> _GIVEN EXERCISE_: Output the data below as a numbered list, starting from its beginning and ending with the line that contains "xmin=45 ymin=154 xmax=140 ymax=288", both included. Skip blank lines and leave the pictures out.

━━━ PROVIDED DATA

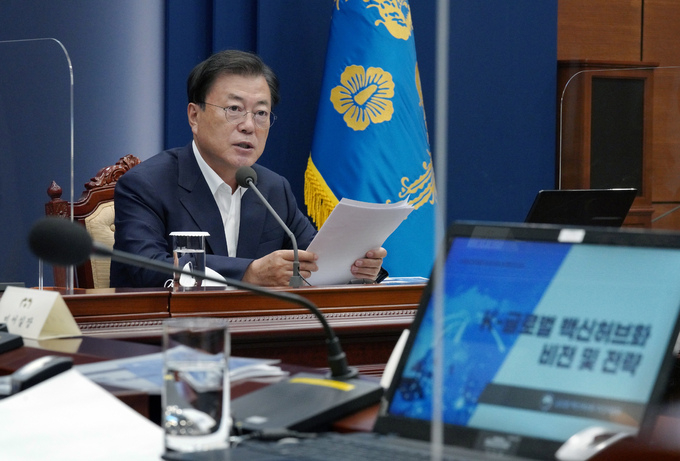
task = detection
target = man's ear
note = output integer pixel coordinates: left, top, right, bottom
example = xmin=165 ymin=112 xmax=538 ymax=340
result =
xmin=187 ymin=102 xmax=201 ymax=132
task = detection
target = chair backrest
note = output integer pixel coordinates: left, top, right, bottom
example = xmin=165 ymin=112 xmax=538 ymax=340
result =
xmin=45 ymin=154 xmax=140 ymax=288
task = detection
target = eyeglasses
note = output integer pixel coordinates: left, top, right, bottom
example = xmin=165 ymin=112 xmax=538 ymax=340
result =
xmin=203 ymin=102 xmax=276 ymax=128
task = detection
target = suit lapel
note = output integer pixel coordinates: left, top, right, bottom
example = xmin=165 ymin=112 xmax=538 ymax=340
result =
xmin=236 ymin=189 xmax=268 ymax=256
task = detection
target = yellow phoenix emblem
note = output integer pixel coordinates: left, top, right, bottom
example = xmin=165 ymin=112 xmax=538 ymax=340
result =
xmin=364 ymin=0 xmax=413 ymax=40
xmin=331 ymin=65 xmax=394 ymax=131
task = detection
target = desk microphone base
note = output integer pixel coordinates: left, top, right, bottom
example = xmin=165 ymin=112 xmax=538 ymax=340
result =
xmin=231 ymin=373 xmax=383 ymax=432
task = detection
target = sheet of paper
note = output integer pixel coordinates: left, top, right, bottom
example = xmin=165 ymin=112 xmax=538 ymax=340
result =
xmin=0 ymin=369 xmax=163 ymax=461
xmin=307 ymin=198 xmax=413 ymax=285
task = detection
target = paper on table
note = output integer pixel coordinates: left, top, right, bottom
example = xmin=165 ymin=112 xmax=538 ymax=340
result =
xmin=0 ymin=369 xmax=163 ymax=461
xmin=307 ymin=198 xmax=413 ymax=285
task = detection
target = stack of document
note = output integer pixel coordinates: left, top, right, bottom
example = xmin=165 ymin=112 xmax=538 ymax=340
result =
xmin=75 ymin=352 xmax=288 ymax=394
xmin=307 ymin=198 xmax=413 ymax=285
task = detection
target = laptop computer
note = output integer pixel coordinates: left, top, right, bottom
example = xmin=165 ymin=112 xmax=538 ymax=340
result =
xmin=524 ymin=188 xmax=637 ymax=227
xmin=169 ymin=223 xmax=680 ymax=460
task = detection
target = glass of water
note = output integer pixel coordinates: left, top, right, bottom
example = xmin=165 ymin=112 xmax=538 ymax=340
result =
xmin=161 ymin=317 xmax=231 ymax=452
xmin=170 ymin=231 xmax=210 ymax=288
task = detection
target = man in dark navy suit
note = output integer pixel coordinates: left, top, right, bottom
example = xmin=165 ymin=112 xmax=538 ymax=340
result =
xmin=111 ymin=50 xmax=387 ymax=287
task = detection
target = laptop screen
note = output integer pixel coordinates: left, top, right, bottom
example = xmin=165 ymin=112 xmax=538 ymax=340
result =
xmin=376 ymin=225 xmax=680 ymax=454
xmin=525 ymin=189 xmax=637 ymax=227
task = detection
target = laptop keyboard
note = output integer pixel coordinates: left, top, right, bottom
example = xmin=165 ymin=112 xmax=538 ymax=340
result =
xmin=239 ymin=434 xmax=478 ymax=461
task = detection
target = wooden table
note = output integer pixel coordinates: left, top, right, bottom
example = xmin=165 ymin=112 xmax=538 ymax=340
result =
xmin=62 ymin=284 xmax=424 ymax=375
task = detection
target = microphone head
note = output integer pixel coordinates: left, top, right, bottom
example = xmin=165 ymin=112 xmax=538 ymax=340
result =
xmin=236 ymin=166 xmax=257 ymax=187
xmin=28 ymin=217 xmax=92 ymax=266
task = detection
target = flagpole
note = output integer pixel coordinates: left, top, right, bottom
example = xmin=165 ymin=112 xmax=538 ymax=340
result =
xmin=431 ymin=0 xmax=449 ymax=461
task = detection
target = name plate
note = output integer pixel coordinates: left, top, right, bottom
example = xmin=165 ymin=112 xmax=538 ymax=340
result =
xmin=0 ymin=286 xmax=81 ymax=339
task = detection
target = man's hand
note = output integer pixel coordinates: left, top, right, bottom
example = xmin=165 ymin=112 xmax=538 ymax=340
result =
xmin=350 ymin=248 xmax=387 ymax=280
xmin=243 ymin=250 xmax=318 ymax=287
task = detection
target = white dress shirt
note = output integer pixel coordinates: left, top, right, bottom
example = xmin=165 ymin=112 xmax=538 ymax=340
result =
xmin=191 ymin=141 xmax=247 ymax=257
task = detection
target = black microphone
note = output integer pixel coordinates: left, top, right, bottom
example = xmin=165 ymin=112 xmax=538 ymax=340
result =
xmin=28 ymin=217 xmax=359 ymax=380
xmin=236 ymin=166 xmax=302 ymax=288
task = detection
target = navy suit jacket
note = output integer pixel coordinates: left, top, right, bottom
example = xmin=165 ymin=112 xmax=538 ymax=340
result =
xmin=111 ymin=144 xmax=316 ymax=287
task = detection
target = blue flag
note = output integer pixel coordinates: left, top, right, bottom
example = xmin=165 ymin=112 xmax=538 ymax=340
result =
xmin=305 ymin=0 xmax=436 ymax=277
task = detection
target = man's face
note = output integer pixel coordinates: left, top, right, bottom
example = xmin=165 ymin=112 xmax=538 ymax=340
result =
xmin=187 ymin=75 xmax=271 ymax=184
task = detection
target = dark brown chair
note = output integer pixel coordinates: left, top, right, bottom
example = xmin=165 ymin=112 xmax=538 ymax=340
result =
xmin=45 ymin=155 xmax=140 ymax=288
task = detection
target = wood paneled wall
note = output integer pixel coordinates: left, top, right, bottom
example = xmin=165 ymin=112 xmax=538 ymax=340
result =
xmin=557 ymin=0 xmax=680 ymax=230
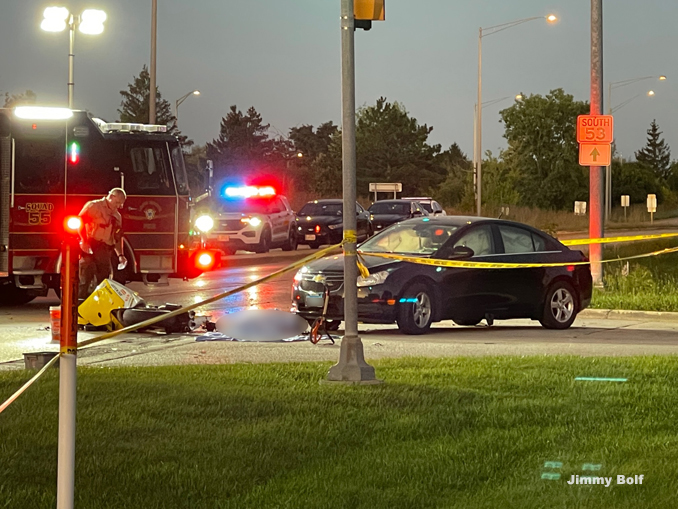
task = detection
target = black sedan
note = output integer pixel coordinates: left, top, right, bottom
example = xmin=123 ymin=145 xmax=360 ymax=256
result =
xmin=292 ymin=216 xmax=592 ymax=334
xmin=367 ymin=200 xmax=429 ymax=232
xmin=296 ymin=200 xmax=372 ymax=249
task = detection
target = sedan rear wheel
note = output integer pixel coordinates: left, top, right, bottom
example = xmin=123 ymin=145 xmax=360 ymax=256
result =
xmin=539 ymin=281 xmax=577 ymax=329
xmin=397 ymin=283 xmax=434 ymax=334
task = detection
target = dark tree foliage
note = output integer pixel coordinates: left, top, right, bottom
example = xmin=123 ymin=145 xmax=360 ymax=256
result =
xmin=118 ymin=65 xmax=193 ymax=149
xmin=500 ymin=89 xmax=589 ymax=209
xmin=207 ymin=105 xmax=282 ymax=182
xmin=636 ymin=120 xmax=672 ymax=182
xmin=318 ymin=97 xmax=446 ymax=195
xmin=3 ymin=90 xmax=37 ymax=108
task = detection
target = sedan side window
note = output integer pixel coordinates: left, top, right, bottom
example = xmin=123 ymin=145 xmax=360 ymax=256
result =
xmin=454 ymin=225 xmax=495 ymax=256
xmin=499 ymin=225 xmax=534 ymax=254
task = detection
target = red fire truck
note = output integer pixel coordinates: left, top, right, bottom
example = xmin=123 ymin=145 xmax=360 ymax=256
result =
xmin=0 ymin=106 xmax=211 ymax=304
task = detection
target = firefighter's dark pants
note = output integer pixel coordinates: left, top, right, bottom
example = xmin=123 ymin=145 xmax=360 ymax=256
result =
xmin=78 ymin=240 xmax=114 ymax=299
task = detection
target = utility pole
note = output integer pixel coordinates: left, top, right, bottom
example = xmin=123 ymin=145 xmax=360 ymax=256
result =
xmin=148 ymin=0 xmax=158 ymax=124
xmin=475 ymin=27 xmax=483 ymax=216
xmin=589 ymin=0 xmax=605 ymax=286
xmin=327 ymin=0 xmax=378 ymax=383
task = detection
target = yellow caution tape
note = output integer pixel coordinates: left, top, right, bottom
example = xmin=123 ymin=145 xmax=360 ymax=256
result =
xmin=78 ymin=244 xmax=348 ymax=348
xmin=359 ymin=247 xmax=678 ymax=269
xmin=560 ymin=233 xmax=678 ymax=246
xmin=0 ymin=354 xmax=61 ymax=414
xmin=344 ymin=230 xmax=358 ymax=244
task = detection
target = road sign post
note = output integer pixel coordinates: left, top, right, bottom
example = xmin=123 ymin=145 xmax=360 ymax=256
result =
xmin=622 ymin=194 xmax=631 ymax=221
xmin=647 ymin=194 xmax=657 ymax=224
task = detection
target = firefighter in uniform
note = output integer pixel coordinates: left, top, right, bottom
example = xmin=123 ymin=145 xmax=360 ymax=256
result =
xmin=78 ymin=187 xmax=127 ymax=299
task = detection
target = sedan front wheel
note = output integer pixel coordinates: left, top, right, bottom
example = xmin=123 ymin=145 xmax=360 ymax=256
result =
xmin=397 ymin=283 xmax=434 ymax=334
xmin=539 ymin=281 xmax=577 ymax=329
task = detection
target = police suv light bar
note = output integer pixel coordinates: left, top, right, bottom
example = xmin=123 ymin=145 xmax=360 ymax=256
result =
xmin=14 ymin=106 xmax=73 ymax=120
xmin=92 ymin=118 xmax=167 ymax=133
xmin=225 ymin=186 xmax=276 ymax=198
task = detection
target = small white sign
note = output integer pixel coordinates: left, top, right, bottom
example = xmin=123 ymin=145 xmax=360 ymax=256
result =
xmin=647 ymin=194 xmax=657 ymax=212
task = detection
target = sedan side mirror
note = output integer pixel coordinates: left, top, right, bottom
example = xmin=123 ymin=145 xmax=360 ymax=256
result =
xmin=437 ymin=246 xmax=475 ymax=260
xmin=452 ymin=246 xmax=475 ymax=258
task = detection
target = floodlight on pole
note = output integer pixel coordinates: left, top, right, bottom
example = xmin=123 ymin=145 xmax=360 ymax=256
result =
xmin=174 ymin=90 xmax=200 ymax=123
xmin=40 ymin=6 xmax=107 ymax=109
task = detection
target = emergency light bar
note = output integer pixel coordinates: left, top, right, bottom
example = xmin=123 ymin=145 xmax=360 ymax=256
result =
xmin=92 ymin=118 xmax=167 ymax=134
xmin=14 ymin=106 xmax=73 ymax=120
xmin=224 ymin=186 xmax=276 ymax=198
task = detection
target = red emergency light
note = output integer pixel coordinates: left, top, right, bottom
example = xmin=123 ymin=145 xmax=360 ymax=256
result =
xmin=224 ymin=186 xmax=277 ymax=198
xmin=64 ymin=216 xmax=82 ymax=235
xmin=195 ymin=251 xmax=216 ymax=270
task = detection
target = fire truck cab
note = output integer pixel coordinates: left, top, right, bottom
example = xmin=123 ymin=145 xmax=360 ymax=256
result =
xmin=0 ymin=106 xmax=205 ymax=304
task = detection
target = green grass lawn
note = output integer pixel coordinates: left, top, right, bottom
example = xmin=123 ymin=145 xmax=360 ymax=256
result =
xmin=0 ymin=357 xmax=678 ymax=509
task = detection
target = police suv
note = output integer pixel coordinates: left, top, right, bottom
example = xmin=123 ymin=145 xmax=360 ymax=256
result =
xmin=195 ymin=186 xmax=297 ymax=255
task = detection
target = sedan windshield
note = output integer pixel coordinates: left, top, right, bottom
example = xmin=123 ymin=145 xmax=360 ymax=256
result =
xmin=369 ymin=202 xmax=410 ymax=216
xmin=298 ymin=203 xmax=344 ymax=216
xmin=360 ymin=222 xmax=457 ymax=255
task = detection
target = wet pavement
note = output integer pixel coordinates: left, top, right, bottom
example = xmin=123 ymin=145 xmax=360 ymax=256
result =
xmin=0 ymin=245 xmax=678 ymax=369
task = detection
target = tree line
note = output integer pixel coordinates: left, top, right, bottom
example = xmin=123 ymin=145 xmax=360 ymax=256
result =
xmin=5 ymin=66 xmax=678 ymax=212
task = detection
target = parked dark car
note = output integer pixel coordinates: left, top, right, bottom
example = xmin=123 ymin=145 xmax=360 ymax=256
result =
xmin=403 ymin=196 xmax=447 ymax=216
xmin=367 ymin=200 xmax=429 ymax=232
xmin=296 ymin=200 xmax=373 ymax=249
xmin=292 ymin=216 xmax=592 ymax=334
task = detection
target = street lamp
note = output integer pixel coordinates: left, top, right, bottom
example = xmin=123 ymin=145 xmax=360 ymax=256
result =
xmin=174 ymin=90 xmax=200 ymax=124
xmin=40 ymin=7 xmax=106 ymax=108
xmin=475 ymin=14 xmax=558 ymax=216
xmin=605 ymin=74 xmax=666 ymax=222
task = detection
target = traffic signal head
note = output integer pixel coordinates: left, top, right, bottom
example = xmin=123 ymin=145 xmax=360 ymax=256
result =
xmin=68 ymin=141 xmax=80 ymax=164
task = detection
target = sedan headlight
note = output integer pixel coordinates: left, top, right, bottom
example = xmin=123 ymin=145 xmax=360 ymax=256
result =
xmin=358 ymin=270 xmax=389 ymax=287
xmin=195 ymin=216 xmax=214 ymax=233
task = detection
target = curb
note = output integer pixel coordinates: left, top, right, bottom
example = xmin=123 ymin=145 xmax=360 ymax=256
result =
xmin=579 ymin=309 xmax=678 ymax=323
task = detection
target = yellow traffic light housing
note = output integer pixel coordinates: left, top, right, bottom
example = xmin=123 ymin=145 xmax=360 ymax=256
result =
xmin=353 ymin=0 xmax=386 ymax=21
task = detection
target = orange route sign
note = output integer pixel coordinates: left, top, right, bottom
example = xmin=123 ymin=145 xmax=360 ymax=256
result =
xmin=577 ymin=115 xmax=614 ymax=143
xmin=579 ymin=143 xmax=612 ymax=166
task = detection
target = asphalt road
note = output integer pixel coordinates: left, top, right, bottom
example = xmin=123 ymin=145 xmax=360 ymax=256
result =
xmin=0 ymin=231 xmax=678 ymax=369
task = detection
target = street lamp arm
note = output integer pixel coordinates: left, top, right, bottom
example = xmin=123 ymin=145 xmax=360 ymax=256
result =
xmin=483 ymin=96 xmax=511 ymax=106
xmin=611 ymin=94 xmax=642 ymax=113
xmin=610 ymin=76 xmax=656 ymax=88
xmin=176 ymin=90 xmax=195 ymax=108
xmin=480 ymin=16 xmax=546 ymax=37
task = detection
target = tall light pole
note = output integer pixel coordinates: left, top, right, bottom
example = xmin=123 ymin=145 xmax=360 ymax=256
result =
xmin=148 ymin=0 xmax=158 ymax=124
xmin=40 ymin=7 xmax=106 ymax=109
xmin=475 ymin=14 xmax=558 ymax=216
xmin=174 ymin=90 xmax=200 ymax=124
xmin=327 ymin=0 xmax=376 ymax=383
xmin=605 ymin=74 xmax=666 ymax=223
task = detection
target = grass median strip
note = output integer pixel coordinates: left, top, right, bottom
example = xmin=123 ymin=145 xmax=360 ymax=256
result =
xmin=0 ymin=357 xmax=678 ymax=509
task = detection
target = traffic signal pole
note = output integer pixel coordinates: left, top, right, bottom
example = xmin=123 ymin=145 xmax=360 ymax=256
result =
xmin=327 ymin=0 xmax=376 ymax=383
xmin=57 ymin=218 xmax=80 ymax=509
xmin=589 ymin=0 xmax=605 ymax=286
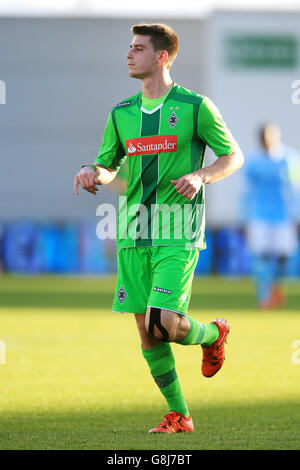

━━━━━━

> _ANSWER TO THIS TASK_:
1. task = detection
2. target = man's ear
3. note = output integer pixel coordinates: left, top, right, bottom
4. example = xmin=165 ymin=112 xmax=538 ymax=340
5. result =
6. xmin=187 ymin=102 xmax=201 ymax=132
7. task = detection
8. target = chair backrest
9. note = output integer pixel coordinates: left, top, right, bottom
10. example = xmin=165 ymin=112 xmax=538 ymax=340
11. result =
12. xmin=45 ymin=154 xmax=140 ymax=288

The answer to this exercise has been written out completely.